JOB – Repeat verbatim the part of the records below that opens with the line containing "the utility pole" and closes with the final line of the records, including both of these lines.
## start RECORD EXCERPTS
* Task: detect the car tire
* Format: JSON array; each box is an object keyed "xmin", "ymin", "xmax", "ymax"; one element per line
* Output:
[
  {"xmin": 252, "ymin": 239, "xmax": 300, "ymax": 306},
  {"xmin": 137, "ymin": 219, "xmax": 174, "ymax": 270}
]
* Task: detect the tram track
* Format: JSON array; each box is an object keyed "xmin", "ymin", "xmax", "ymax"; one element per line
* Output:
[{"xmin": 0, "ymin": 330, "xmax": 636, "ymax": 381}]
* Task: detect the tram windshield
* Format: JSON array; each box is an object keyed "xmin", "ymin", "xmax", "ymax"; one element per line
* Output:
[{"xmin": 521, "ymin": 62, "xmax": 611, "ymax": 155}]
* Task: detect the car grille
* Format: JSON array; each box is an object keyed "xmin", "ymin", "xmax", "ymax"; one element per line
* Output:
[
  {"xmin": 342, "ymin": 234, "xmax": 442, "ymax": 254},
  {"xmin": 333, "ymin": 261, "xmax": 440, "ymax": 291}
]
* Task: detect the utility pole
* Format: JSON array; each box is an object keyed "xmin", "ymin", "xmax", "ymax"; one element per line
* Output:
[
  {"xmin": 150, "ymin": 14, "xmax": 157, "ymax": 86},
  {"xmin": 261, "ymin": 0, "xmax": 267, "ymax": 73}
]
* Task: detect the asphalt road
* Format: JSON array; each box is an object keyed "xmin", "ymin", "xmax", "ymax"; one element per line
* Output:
## end RECORD EXCERPTS
TASK RESPONSE –
* Task: detect the utility pole
* Format: JSON array; each box is an object keyed "xmin", "ymin", "xmax", "ymax"; one element per line
* Output:
[
  {"xmin": 150, "ymin": 14, "xmax": 157, "ymax": 86},
  {"xmin": 261, "ymin": 0, "xmax": 267, "ymax": 73}
]
* Task: detect the asphalt road
* Format: JSON array; each box is an object keyed "xmin", "ymin", "xmax", "ymax"; one element per line
* Output:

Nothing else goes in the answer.